BEGIN TASK MATERIAL

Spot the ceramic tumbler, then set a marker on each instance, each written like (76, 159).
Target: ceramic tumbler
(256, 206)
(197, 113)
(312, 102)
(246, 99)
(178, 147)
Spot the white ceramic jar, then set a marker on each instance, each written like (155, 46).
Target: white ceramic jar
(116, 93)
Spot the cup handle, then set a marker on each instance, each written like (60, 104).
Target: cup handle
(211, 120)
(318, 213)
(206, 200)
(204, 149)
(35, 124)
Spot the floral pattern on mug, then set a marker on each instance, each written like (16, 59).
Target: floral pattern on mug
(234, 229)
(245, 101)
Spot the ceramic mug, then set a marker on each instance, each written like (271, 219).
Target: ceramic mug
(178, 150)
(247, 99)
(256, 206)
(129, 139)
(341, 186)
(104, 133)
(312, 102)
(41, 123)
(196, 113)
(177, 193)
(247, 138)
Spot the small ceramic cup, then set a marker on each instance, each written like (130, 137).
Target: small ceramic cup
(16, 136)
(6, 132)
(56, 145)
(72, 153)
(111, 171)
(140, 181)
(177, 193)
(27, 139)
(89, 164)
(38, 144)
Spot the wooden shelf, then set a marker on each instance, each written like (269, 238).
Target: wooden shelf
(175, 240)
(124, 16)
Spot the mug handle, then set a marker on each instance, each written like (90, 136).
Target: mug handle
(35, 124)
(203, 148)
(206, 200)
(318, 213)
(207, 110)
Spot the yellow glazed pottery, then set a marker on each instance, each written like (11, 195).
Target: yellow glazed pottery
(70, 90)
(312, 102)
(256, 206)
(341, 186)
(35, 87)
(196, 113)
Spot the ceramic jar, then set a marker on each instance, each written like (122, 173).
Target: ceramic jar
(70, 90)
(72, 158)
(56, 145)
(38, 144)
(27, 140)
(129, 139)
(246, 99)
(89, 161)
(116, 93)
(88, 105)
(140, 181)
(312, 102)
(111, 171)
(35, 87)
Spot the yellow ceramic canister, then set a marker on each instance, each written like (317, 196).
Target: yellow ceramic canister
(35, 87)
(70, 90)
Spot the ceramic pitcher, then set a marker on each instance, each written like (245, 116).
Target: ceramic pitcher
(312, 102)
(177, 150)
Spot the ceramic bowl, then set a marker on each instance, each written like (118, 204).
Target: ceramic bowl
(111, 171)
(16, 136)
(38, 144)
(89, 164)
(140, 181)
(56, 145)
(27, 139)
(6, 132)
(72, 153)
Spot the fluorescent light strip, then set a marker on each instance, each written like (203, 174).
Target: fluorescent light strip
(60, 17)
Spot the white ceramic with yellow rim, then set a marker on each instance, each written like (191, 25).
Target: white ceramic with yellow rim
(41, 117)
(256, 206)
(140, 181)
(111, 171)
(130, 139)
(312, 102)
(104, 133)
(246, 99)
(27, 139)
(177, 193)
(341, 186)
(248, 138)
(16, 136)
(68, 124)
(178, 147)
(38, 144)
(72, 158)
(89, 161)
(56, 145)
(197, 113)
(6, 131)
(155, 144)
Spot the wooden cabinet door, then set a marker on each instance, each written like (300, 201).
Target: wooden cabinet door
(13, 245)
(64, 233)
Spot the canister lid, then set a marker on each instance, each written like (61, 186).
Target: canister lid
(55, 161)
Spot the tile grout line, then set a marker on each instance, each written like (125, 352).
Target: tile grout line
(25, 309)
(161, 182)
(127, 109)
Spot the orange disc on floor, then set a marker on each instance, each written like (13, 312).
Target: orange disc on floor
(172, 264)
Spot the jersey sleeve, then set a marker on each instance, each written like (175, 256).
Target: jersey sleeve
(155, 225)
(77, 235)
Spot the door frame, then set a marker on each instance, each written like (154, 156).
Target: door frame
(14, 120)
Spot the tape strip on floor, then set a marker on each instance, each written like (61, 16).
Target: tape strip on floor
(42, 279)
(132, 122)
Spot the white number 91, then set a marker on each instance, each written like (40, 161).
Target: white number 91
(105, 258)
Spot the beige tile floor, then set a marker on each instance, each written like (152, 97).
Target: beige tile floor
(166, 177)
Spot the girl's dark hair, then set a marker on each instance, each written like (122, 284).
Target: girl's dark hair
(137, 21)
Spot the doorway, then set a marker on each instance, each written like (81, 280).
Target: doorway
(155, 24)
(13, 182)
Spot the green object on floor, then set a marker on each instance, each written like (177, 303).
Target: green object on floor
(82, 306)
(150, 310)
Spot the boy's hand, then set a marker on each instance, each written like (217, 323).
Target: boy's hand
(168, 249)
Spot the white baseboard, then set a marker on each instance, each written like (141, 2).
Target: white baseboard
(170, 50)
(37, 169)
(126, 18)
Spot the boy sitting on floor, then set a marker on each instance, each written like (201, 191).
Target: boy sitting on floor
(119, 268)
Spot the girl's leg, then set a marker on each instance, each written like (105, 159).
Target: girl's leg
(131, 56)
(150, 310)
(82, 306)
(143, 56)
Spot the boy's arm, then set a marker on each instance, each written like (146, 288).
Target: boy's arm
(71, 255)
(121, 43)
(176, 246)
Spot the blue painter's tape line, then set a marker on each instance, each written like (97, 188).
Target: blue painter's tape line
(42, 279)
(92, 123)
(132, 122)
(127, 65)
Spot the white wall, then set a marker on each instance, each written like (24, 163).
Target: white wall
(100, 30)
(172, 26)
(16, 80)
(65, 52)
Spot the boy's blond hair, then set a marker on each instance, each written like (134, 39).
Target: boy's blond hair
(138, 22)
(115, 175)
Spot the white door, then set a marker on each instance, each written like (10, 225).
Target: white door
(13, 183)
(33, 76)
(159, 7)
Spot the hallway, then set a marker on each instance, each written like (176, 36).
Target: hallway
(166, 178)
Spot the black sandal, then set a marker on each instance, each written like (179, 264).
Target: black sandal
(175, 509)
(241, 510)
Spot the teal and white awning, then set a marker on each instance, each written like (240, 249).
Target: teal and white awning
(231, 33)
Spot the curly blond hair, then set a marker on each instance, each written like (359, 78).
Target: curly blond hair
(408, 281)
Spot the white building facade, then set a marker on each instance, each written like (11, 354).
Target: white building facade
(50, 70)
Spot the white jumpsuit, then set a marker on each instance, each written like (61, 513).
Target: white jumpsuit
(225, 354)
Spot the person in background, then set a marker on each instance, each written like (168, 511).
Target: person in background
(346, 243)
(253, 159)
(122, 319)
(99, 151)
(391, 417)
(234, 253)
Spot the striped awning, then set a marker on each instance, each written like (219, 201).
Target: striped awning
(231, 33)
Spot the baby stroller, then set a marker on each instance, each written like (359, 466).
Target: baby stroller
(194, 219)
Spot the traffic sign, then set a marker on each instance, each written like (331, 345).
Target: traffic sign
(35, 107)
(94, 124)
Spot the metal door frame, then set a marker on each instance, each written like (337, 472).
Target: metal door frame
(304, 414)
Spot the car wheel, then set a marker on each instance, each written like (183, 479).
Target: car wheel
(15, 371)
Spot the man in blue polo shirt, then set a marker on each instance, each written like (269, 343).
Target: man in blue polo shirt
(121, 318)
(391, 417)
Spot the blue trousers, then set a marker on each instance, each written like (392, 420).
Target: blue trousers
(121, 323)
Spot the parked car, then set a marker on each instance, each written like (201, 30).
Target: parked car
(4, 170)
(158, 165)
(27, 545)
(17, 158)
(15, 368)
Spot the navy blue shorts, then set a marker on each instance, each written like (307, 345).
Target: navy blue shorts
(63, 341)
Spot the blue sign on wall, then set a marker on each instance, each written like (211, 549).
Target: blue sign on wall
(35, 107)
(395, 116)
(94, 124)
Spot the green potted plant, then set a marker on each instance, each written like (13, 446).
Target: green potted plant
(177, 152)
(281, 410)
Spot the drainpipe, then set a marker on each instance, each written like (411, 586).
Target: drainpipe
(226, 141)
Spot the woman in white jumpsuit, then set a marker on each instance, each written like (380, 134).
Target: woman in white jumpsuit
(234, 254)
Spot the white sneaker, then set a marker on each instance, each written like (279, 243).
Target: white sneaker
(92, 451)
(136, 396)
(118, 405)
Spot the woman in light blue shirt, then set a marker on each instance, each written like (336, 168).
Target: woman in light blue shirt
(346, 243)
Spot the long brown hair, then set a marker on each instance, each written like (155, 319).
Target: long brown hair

END TASK MATERIAL

**YOUR INSTRUCTIONS:** Look for the line that contains "Spot the baby" in the entries above. Set it down, along with all later lines, exactly as written.

**ANSWER TO THIS PROBLEM:**
Spot the baby stroller, then set a marker on each instance, each written like (359, 466).
Target: baby stroller
(194, 219)
Spot the traffic sign, then set a marker on each instance, each written like (331, 345).
Target: traffic sign
(35, 107)
(94, 124)
Spot the metal door frame, then set a marker on each instance, each written like (337, 472).
Target: metal door frame
(304, 414)
Spot the car wheel, then set a marker on each instance, each written like (183, 479).
Target: car wheel
(15, 371)
Spot the man in blue polo shirt, then set a marker on each instance, each written like (269, 343).
Target: man in blue polo shirt
(121, 318)
(391, 417)
Spot the blue trousers, then set a marker on each instance, each written like (392, 420).
Target: blue trousers
(121, 323)
Spot the parked car, then set a marker on each instance, each written like (201, 30).
Target: parked car
(4, 170)
(158, 165)
(27, 545)
(17, 158)
(15, 368)
Spot the navy blue shorts, then set a marker on each instance, each written like (307, 345).
Target: navy blue shorts
(63, 341)
Spot the blue sign on wall, then set a marker on each instance, each written like (211, 549).
Target: blue sign on wall
(35, 107)
(395, 116)
(94, 124)
Spot the green potted plant, then set a marker on each instance, each written like (13, 446).
Target: green potted plant
(177, 152)
(281, 410)
Spot the drainpipe, then set a marker on each instance, each written like (411, 586).
Target: drainpipe
(226, 141)
Spot the woman in white jumpsuit, then set a marker on each instance, each written like (380, 134).
Target: woman in white jumpsuit
(234, 254)
Spot the white sneaker, then set a marker on each instance, each written like (279, 243).
Target: white sneaker
(92, 451)
(136, 396)
(118, 405)
Spot the woman in light blue shirt, then set a marker on each instance, each written like (336, 168).
Target: woman in light blue shirt
(346, 243)
Spot the long brown hair, then set a marker on each instance, each written like (155, 319).
Target: long brown hair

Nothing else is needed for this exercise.